The Department of Global Health seeks to improve the health and well-being of under-served populations in low and middle-income countries through the education and training of our students, as well as through research, technical assistance, and service. The department strives to:
- Cultivate an active, practice-based learning community to develop leaders capable of creating positive change in public health; and to
- Empower citizens, governments, and organizations to improve lives and mitigate the effects of poverty using evidence-based policies, programs, and advocacy.
Members of the faculty are drawn from public health, clinical, and social/behavioral sciences, providing a multidisciplinary faculty equipped to address the complex issues of health and development, and meet the needs of a diverse student body.
The department has a strong emphasis on issues related to infectious diseases; monitoring, evaluation, and research methods; sex, sexuality, gender, and health; health program management; managing disasters and complex humanitarian emergencies; and pharmaceutical policy.

-*-*-

## What you will do:
Please duplicate the part of the Department of Global Health text from "Members of the" to "and pharmaceutical policy." word for word.

## Records shown:

-*-*-

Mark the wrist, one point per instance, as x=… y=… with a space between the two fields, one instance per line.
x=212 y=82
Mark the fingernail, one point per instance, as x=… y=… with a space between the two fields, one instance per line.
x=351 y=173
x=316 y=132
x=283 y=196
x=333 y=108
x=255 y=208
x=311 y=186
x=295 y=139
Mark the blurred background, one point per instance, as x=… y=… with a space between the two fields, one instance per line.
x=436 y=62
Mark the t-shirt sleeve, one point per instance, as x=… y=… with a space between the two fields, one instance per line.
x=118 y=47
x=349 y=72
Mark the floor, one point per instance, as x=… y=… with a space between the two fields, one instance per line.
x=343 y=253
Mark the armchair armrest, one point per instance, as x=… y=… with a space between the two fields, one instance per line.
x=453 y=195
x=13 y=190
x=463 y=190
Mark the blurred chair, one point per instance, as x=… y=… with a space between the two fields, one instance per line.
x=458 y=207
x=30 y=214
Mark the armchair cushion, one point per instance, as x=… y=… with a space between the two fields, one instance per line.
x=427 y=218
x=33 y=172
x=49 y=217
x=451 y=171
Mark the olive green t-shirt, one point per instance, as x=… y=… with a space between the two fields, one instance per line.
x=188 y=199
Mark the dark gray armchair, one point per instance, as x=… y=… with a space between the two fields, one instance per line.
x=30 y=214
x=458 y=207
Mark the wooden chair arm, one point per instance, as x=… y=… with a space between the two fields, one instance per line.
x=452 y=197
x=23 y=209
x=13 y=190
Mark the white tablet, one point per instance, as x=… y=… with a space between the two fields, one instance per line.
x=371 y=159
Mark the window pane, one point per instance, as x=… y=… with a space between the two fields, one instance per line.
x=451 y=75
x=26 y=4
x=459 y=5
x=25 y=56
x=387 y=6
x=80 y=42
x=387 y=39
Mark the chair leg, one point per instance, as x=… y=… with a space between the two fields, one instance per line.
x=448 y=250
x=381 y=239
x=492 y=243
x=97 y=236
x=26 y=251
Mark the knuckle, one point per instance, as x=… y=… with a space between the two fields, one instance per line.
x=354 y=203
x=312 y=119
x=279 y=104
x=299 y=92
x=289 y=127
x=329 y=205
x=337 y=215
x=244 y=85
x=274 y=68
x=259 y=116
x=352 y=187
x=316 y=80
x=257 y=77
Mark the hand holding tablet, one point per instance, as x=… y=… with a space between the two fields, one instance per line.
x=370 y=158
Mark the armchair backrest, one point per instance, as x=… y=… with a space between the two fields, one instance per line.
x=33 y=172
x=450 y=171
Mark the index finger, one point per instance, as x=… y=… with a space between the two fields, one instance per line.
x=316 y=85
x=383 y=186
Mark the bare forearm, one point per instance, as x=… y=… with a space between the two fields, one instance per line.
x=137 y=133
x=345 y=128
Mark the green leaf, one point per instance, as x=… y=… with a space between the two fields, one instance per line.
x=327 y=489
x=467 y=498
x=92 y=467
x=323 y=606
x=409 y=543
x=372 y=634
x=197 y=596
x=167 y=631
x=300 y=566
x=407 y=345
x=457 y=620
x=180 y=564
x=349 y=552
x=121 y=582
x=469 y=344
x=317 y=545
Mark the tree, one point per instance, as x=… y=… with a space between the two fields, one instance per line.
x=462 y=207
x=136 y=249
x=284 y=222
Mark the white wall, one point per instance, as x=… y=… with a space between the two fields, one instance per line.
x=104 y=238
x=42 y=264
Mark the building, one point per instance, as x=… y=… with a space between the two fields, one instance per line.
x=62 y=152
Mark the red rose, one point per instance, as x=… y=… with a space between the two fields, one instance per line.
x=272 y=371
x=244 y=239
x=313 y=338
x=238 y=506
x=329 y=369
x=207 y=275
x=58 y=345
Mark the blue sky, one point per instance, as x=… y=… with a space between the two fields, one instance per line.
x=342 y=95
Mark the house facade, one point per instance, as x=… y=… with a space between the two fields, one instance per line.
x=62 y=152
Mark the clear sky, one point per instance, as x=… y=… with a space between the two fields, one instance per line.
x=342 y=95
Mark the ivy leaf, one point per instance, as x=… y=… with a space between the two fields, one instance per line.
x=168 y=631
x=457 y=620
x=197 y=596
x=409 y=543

-*-*-

## Result for this exercise:
Members of the faculty are drawn from public health, clinical, and social/behavioral sciences, providing a multidisciplinary faculty equipped to address the complex issues of health and development, and meet the needs of a diverse student body.
The department has a strong emphasis on issues related to infectious diseases; monitoring, evaluation, and research methods; sex, sexuality, gender, and health; health program management; managing disasters and complex humanitarian emergencies; and pharmaceutical policy.